Data section start

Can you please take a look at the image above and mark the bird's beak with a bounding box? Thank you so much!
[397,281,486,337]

Data section end
Data section start

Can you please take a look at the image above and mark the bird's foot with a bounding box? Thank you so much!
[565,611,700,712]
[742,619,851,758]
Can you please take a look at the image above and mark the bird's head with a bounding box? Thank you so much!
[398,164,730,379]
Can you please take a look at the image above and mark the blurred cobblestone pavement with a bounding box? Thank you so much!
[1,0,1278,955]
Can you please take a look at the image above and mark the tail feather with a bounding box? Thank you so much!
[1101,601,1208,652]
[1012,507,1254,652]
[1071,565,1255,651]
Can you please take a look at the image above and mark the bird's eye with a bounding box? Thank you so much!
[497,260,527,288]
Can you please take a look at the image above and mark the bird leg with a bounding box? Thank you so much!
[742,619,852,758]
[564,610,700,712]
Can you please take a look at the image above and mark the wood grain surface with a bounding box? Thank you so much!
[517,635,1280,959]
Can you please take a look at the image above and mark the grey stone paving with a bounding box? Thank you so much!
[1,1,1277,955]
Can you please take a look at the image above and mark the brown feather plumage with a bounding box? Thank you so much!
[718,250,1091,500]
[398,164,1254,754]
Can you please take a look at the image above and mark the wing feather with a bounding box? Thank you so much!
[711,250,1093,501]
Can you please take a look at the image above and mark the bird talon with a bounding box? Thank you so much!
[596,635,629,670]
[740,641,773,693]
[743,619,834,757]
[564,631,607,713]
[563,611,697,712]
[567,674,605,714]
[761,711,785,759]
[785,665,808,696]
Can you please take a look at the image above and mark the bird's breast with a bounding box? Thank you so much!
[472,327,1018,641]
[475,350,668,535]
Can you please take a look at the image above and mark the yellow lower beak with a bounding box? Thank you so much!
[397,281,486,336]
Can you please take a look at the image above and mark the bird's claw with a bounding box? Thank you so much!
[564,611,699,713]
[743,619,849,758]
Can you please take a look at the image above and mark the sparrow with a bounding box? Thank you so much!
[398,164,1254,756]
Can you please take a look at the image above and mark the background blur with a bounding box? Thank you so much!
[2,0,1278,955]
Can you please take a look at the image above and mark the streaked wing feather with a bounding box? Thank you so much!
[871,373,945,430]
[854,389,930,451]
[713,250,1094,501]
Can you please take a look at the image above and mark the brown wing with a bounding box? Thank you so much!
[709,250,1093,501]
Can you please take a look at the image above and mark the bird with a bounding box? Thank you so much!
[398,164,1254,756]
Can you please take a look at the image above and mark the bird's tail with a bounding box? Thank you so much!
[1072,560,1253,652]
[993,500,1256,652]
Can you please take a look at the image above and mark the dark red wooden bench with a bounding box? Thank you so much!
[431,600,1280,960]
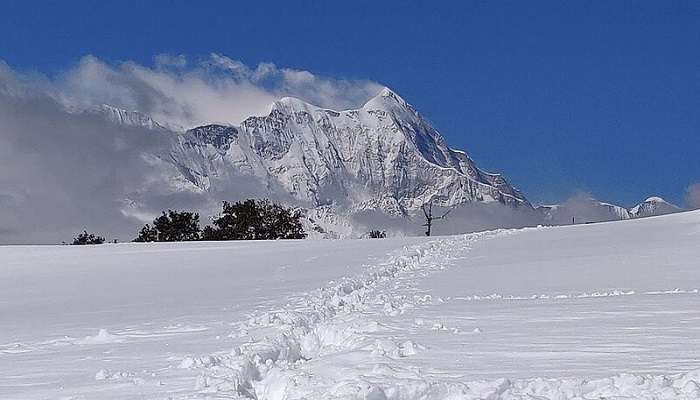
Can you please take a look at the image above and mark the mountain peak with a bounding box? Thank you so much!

Data section end
Data section start

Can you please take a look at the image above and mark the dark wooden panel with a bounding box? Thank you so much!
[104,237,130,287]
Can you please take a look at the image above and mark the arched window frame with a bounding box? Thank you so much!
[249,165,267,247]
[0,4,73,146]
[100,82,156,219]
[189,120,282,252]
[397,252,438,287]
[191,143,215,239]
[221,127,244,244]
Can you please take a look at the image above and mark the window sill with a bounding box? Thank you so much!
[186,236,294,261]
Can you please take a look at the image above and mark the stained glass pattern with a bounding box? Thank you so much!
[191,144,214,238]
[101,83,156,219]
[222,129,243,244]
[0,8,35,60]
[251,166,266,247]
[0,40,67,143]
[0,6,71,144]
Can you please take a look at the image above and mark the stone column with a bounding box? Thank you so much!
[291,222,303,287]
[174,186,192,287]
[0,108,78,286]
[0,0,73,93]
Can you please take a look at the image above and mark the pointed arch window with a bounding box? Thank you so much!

Data section end

**Your task:** Print exactly the lines of the listing above starting at the line containing "the dark wooden" and ending at the line containing "mark the pointed", both included.

**Response box:**
Can you please take a look at the image above and mark the dark wooden panel with a bounding box? Thank you so much!
[104,237,130,287]
Can you please take a look at the image above and mark the arched window frame with a bounding box? Thank you so much!
[249,165,267,247]
[0,4,73,146]
[100,82,156,219]
[189,120,282,252]
[397,252,438,287]
[191,143,215,239]
[221,127,244,244]
Can you please take a look at the image above and mark the window sill with a bounding box? Thank you so much!
[186,236,294,261]
Can you please take a look at the image above and mark the stained glass pattern with a bounding box? Thank you so much!
[191,144,214,238]
[101,83,156,219]
[222,129,243,244]
[0,8,35,60]
[251,166,266,247]
[0,40,67,143]
[0,6,71,144]
Can you please take a look at the image above and mark the stone column with a bounding box? Thank you so much!
[291,222,303,287]
[174,186,192,287]
[0,108,78,286]
[0,0,73,93]
Can you please take a look at the image above and mark the pointed arch window with a bounding box? Thank you so much!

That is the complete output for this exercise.